**Material provided:**
---+---
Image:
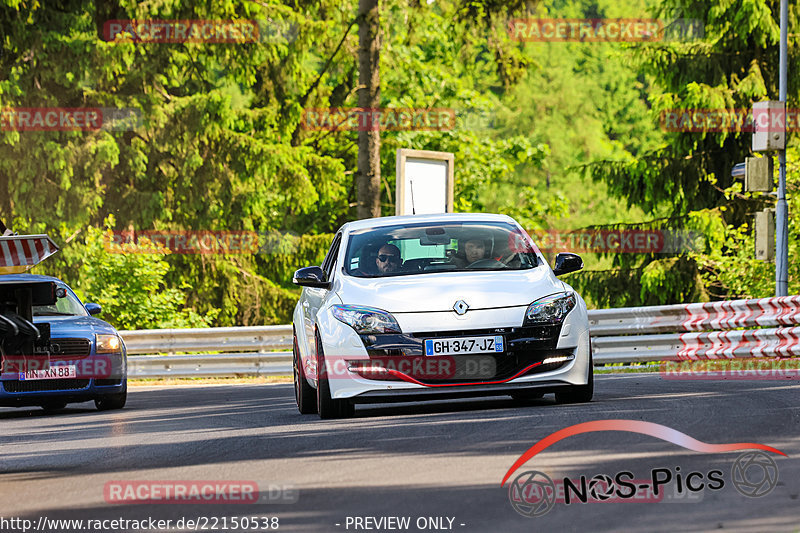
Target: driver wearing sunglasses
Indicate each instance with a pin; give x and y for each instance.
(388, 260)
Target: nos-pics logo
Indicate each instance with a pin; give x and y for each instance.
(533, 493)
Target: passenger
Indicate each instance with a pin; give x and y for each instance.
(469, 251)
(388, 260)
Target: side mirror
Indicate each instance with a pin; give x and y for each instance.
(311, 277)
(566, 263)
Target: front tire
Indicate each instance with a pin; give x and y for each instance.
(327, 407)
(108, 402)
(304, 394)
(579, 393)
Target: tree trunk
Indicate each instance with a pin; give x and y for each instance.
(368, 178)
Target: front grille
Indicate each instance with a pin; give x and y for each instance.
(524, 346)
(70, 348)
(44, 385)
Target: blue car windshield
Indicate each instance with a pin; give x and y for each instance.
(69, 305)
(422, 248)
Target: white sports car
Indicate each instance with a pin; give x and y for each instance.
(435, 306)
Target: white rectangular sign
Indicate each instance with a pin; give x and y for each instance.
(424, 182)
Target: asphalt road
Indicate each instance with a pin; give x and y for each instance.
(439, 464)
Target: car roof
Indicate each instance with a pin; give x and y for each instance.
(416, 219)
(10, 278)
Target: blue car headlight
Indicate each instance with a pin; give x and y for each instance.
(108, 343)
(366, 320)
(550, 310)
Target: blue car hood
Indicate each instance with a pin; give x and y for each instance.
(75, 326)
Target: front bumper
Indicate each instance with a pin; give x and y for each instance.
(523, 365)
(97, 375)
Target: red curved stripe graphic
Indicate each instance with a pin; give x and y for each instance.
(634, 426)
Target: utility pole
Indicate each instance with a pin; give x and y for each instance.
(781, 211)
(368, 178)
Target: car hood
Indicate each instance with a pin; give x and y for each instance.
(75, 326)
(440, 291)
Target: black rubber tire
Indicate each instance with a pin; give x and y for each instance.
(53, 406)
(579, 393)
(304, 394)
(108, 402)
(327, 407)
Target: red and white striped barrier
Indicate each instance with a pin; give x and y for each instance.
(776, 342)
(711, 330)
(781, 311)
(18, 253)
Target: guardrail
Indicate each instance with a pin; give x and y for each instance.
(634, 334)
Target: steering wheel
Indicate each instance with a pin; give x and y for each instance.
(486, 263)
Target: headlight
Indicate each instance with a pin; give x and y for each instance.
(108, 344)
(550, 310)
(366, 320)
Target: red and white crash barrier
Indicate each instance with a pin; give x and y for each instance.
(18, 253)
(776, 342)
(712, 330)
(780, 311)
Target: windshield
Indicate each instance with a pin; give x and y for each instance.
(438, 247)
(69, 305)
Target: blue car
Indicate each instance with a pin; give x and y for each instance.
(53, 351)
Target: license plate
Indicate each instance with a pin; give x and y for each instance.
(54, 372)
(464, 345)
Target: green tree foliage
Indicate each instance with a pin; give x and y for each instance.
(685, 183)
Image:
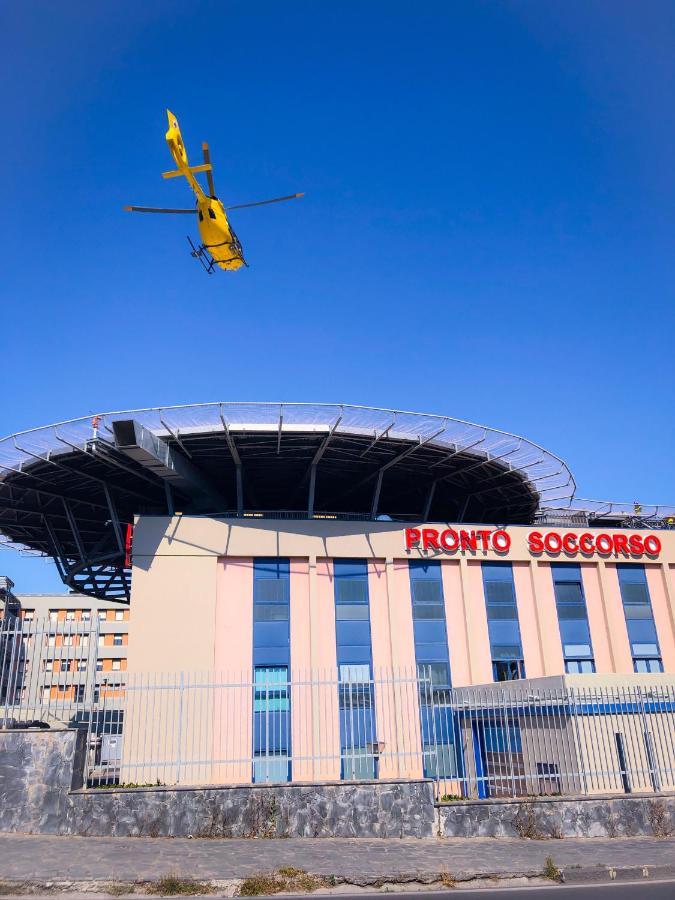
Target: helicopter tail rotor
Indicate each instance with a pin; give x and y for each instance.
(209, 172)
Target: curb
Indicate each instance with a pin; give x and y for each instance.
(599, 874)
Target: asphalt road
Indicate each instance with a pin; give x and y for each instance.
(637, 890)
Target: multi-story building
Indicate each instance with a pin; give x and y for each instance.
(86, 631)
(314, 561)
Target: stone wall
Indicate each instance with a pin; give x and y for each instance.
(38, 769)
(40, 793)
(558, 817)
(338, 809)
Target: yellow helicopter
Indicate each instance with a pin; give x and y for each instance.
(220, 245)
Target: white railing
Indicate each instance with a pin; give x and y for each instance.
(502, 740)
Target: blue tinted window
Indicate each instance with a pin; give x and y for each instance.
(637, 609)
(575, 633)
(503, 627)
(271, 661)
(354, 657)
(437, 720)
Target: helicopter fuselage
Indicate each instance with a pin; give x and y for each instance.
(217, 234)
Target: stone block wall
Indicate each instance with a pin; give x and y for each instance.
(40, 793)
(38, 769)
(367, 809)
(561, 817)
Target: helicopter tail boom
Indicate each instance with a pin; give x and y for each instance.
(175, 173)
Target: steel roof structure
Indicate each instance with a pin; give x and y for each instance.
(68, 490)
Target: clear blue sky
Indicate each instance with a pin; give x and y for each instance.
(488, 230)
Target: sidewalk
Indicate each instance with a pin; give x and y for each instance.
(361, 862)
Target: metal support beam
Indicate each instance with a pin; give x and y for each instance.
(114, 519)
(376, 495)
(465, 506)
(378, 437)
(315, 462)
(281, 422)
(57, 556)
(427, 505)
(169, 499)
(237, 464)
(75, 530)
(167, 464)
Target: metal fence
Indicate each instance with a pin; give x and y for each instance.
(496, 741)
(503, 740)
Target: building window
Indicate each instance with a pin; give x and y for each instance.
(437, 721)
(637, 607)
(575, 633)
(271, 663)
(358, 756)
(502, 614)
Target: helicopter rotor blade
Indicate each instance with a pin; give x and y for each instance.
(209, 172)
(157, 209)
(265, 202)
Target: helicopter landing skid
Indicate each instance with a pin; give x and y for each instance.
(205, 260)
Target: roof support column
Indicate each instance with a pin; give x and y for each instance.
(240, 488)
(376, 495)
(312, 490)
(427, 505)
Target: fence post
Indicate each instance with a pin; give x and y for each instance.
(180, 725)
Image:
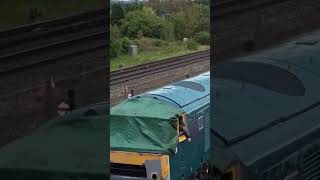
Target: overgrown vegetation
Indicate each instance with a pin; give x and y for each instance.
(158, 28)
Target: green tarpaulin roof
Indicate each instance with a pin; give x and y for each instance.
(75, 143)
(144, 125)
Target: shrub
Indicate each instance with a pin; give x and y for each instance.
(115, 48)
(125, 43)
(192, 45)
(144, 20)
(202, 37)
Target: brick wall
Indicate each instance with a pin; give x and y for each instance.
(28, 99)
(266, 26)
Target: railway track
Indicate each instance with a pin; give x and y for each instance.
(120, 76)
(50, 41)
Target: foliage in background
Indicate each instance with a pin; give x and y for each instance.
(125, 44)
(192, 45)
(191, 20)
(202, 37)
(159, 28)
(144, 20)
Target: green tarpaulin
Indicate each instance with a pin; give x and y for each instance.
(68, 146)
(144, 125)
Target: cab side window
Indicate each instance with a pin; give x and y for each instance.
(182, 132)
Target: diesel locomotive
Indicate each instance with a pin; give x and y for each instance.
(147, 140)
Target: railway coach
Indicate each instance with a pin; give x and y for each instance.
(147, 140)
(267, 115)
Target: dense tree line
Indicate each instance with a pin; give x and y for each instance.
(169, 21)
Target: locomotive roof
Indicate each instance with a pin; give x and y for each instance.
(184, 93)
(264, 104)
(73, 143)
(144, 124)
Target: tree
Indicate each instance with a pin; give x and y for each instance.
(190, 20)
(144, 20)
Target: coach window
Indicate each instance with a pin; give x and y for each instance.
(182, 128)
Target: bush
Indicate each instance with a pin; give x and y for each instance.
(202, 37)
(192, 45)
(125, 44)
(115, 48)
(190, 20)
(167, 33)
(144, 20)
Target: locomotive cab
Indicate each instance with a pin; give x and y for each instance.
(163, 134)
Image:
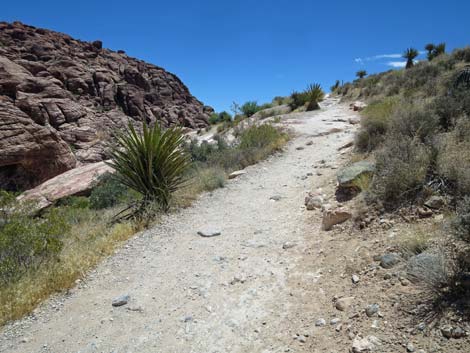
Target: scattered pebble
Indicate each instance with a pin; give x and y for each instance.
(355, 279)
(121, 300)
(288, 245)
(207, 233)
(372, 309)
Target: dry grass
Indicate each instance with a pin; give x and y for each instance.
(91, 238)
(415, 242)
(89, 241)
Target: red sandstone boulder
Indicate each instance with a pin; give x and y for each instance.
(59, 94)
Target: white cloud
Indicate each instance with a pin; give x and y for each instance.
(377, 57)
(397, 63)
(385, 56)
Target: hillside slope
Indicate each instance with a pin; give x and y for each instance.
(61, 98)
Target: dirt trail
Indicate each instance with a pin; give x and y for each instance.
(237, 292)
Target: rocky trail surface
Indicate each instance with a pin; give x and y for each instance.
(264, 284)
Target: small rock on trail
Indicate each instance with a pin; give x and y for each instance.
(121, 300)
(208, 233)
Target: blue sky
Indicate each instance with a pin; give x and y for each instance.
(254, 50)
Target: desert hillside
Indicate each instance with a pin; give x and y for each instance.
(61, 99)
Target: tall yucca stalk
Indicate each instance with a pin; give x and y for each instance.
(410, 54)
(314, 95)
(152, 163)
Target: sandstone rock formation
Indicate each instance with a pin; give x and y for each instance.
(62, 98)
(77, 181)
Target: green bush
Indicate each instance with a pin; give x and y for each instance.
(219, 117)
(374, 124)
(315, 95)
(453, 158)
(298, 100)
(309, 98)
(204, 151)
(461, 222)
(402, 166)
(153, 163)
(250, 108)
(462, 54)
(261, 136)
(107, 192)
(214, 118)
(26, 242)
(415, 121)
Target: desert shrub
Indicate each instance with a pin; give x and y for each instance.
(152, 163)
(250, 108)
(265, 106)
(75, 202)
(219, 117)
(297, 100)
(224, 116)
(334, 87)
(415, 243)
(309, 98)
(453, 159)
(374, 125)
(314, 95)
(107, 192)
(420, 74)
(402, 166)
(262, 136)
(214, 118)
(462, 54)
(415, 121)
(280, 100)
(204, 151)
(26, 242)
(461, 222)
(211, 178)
---+---
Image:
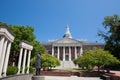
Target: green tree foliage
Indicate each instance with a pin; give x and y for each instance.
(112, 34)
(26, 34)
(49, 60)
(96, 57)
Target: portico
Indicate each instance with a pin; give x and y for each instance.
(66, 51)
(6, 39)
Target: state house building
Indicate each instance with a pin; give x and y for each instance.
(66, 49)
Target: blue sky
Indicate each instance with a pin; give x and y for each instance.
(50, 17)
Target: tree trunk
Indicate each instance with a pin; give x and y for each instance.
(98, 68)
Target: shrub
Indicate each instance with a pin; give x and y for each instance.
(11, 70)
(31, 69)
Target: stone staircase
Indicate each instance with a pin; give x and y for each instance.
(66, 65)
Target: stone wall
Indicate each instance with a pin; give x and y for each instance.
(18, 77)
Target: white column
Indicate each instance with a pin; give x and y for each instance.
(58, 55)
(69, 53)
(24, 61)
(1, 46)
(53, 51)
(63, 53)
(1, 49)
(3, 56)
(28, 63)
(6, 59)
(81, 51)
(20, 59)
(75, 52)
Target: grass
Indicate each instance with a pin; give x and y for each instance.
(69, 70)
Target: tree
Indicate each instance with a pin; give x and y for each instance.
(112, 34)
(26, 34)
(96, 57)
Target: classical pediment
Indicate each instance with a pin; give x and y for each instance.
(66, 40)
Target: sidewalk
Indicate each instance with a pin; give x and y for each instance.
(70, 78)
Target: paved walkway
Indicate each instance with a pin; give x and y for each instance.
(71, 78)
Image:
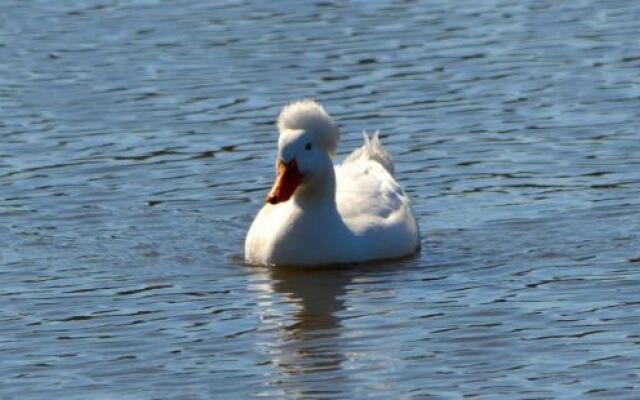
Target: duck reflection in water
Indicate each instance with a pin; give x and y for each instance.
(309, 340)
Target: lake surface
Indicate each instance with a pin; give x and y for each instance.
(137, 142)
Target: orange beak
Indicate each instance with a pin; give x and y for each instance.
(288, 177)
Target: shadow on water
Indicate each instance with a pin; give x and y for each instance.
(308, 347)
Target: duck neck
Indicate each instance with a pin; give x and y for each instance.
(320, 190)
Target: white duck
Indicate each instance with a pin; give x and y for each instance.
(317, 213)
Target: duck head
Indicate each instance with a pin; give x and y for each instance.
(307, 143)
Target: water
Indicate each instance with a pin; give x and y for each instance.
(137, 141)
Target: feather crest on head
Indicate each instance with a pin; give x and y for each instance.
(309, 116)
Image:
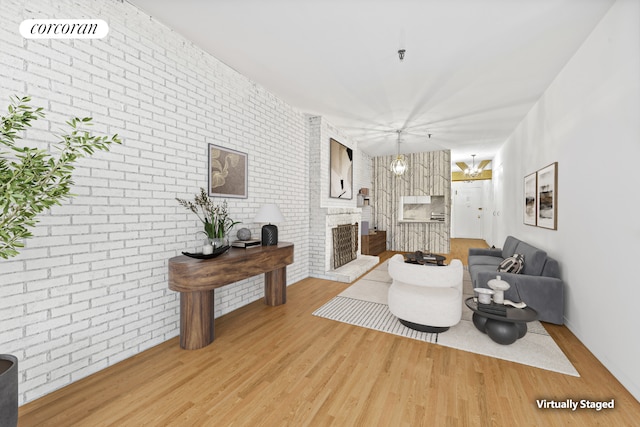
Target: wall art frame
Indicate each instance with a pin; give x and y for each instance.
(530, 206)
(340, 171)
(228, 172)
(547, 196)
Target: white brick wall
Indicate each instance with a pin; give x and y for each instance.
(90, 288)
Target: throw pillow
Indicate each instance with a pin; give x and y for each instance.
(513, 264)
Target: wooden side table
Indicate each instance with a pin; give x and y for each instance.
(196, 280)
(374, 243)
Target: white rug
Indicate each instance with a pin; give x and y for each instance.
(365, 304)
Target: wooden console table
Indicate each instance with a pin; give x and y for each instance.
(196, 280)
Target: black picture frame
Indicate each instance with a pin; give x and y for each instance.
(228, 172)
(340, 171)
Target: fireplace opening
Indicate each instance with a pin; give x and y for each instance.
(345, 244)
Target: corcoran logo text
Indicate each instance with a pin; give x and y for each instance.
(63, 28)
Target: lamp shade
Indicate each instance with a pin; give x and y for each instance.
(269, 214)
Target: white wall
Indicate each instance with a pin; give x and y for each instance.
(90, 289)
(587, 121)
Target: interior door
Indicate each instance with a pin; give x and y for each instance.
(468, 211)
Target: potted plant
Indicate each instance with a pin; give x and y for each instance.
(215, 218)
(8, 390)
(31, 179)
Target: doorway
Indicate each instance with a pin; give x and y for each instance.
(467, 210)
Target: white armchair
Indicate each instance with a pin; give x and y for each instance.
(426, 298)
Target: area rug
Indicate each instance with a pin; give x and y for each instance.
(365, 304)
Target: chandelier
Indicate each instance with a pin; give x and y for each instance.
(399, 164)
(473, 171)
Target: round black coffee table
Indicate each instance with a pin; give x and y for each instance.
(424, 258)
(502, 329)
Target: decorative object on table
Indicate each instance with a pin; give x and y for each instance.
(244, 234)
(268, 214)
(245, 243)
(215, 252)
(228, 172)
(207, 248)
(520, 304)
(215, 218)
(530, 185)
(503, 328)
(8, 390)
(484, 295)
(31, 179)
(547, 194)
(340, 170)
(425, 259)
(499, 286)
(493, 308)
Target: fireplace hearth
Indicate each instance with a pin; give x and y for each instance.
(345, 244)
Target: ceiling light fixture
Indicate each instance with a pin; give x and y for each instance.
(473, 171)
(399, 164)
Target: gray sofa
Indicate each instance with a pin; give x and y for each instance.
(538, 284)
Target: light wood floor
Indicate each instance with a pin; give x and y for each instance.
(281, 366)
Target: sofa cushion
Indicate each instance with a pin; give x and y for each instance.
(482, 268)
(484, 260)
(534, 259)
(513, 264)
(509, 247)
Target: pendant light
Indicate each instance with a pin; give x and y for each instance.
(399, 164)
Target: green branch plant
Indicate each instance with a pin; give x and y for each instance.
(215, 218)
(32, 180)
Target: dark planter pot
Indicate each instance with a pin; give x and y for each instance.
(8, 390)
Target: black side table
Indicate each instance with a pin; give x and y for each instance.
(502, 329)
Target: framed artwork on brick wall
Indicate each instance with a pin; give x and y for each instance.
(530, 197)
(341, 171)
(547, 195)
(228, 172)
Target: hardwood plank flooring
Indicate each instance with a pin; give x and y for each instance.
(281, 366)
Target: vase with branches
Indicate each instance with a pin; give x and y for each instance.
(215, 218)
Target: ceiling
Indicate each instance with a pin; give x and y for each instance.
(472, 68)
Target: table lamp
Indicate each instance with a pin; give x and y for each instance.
---+---
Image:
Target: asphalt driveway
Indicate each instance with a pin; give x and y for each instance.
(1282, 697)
---+---
**What you should do:**
Count the lines of the records above that contain the string "coach", treating uppercase and lowercase as different. Give only the number.

**Correct result:**
2